Extracto de la página:
_ _ _ _ _

Durante la década del sesenta se escribieron en Hispanoamérica muchas novelas de una calidad que desde su aparición hasta ahora me sigue pareciendo innegable, y que por circunstancias histórico-culturales han merecido la atención internacional, desde México hasta Argentina, desde Cuba hasta Uruguay. Estas obras han tenido y siguen teniendo una repercusión literaria —quiero recalcar el hecho de que estoy hablando de lo específicamente literario, no del número de ejemplares vendidos, que es sólo un ingrediente parcial de esa repercusión: basta comparar las asombrosas cifras de venta de Cien años de soledad con las escasísimas ventas de Paradiso, ambas indudables integrantes de la primerísima fila del hipotético boom— nunca antes vista en el ámbito de la novela moderna escrita en castellano, ya que si Blasco Ibáñez, por ejemplo, tuvo una resonancia cosmopolita en su tiempo, jamás se ha pretendido que sea otra cosa que literatura comercial; y los grandes nombres de la novela «literaria», de la primera mitad de este siglo escrita en castellano, tanto hispanoamericanos como españoles, se han desvanecido en comparación con sus contemporáneos alemanes, norteamericanos, franceses e ingleses, sin dejar gran huella en la formación de los novelistas actuales.

¿Qué es, entonces, el boom? ¿Qué hay de verdad y qué de superchería en él? Sin duda es difícil definir con siquiera un rigor módico este fenómeno literario que recién termina —si es verdad que ha terminado—, y cuya existencia como unidad se debe no al arbitrio de aquellos escritores que lo integrarían, a su unidad de miras estéticas y políticas, y a sus inalterables lealtades de tipo amistoso, sino que es más bien invención de aquellos que la ponen en duda. En todo caso quizá valga la pena comenzar señalando que al nivel más simple existe la circunstancia fortuita, previa a posibles y quizá certeras explicaciones histórico-culturales, de que en veintiuna repúblicas del mismo continente, donde se escriben variedades más o menos reconocibles del castellano, durante un período de muy pocos años aparecieron tanto las brillantes primeras novelas de autores que maduraron muy o relativamente temprano —Vargas Llosa y Carlos Fuentes, por ejemplo—, y casi al mismo tiempo las novelas cenitales de prestigiosos autores de más edad —Ernesto Sábato, Onetti, Cortázar—, produciendo así una conjunción espectacular. En un período de apenas seis años, entre 1962 y 1968, yo leí La muerte de Artemio Cruz, La ciudad y los perros, La casa verde, El astillero, Paradiso, Rayuela, Sobre héroes y tumbas, Cien años de soledad y otras, por entonces recién publicadas. De pronto había irrumpido una docena de novelas que eran por lo menos notables, poblando un espacio antes desierto.

_ _ _ _ _

Entradas proporcionadas:
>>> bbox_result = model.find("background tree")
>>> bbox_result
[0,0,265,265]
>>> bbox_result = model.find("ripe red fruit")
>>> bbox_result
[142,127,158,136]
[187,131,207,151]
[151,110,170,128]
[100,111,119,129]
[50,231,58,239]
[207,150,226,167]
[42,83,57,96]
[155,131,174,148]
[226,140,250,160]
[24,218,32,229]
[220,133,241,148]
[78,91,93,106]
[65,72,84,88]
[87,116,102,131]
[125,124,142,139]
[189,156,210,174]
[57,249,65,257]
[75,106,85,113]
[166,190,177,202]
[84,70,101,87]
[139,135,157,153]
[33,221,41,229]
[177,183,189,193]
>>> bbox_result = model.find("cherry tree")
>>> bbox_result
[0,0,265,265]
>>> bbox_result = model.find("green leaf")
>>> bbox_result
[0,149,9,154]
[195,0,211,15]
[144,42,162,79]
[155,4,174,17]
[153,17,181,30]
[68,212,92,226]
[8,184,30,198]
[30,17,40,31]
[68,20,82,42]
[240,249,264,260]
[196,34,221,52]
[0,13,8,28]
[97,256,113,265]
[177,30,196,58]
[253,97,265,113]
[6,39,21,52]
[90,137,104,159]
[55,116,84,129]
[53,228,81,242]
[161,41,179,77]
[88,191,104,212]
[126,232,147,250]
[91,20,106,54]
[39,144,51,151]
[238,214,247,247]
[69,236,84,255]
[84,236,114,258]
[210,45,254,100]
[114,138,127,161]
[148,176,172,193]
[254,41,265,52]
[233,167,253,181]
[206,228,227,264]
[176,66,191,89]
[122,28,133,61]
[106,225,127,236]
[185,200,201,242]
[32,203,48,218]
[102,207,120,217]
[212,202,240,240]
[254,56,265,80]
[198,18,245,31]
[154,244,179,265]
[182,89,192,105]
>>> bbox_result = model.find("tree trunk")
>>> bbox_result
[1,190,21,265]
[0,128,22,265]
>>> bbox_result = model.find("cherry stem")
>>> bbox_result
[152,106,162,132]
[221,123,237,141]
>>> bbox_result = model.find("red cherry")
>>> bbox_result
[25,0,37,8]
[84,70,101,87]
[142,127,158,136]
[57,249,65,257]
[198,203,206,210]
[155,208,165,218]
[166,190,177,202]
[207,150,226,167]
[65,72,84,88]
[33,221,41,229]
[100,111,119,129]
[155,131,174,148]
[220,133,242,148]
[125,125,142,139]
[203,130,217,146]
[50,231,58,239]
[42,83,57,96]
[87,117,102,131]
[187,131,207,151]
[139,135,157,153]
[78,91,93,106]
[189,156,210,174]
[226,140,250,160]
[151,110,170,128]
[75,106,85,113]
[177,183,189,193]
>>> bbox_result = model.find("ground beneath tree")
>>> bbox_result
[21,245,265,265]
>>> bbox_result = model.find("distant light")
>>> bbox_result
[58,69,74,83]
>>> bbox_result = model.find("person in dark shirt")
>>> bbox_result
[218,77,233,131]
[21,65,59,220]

_ _ _ _ _

Lista de tareas:
a. ¿Podrías convertir en una lista el párrafo del texto sobre el boom que comienza con «¿Qué es, entonces, el boom?», conservando sus datos principales?
b. ¿Puedes seguir escribiendo el texto sobre el boom a partir de su última oración?
Las entradas no guardan ninguna relación con el texto sobre el boom.

Respuestas dadas:
a.
- El boom es un fenómeno literario difícil de definir con rigor. Acaba de terminar, si es que en verdad ha terminado.
- Su existencia como unidad no se debe a los escritores que lo integrarían, ni a una unidad de miras estéticas y políticas, ni a lealtades amistosas. Es más bien invención de quienes la ponen en duda.
- En el nivel más simple hubo una circunstancia fortuita. En veintiuna repúblicas del mismo continente y en muy pocos años aparecieron las brillantes primeras novelas de autores que maduraron temprano, como Vargas Llosa y Carlos Fuentes. Casi al mismo tiempo salieron las novelas cenitales de autores de más edad, como Ernesto Sábato, Onetti y Cortázar. Eso produjo una conjunción espectacular.
- Entre 1962 y 1968 quien escribe leyó, recién publicadas, La muerte de Artemio Cruz, La ciudad y los perros, La casa verde, El astillero, Paradiso, Rayuela, Sobre héroes y tumbas, Cien años de soledad y otras.
- De pronto irrumpió una docena de novelas por lo menos notables, que poblaron un espacio antes desierto.

b.
Este es el hecho neutro, tal como lo registran los ficheros de la historia literaria. Pero resulta que boom, en inglés, es un vocablo que nada tiene de neutro. Al contrario, está cargado de connotaciones, casi todas peyorativas o sospechosas, menos, quizás, el reconocimiento de dimensión y de superabundancia. Boom es una onomatopeya que significa estallido; pero el tiempo le ha agregado el sentido de falsedad, de erupción que sale de la nada, contiene poco y deja menos. Implica, sobre todo, que esta breve y hueca duración va necesariamente acompañada —como en Mahagonny de Bertolt Brecht de engaño y corrupción, de falta de calidad y de explotación. Es muy posible que los primeros en aplicar el epíteto a la novela latinoamericana reciente, y quizá más aún los que ávidamente se apresuraron a difundirlo, no quisieran significar nada loable.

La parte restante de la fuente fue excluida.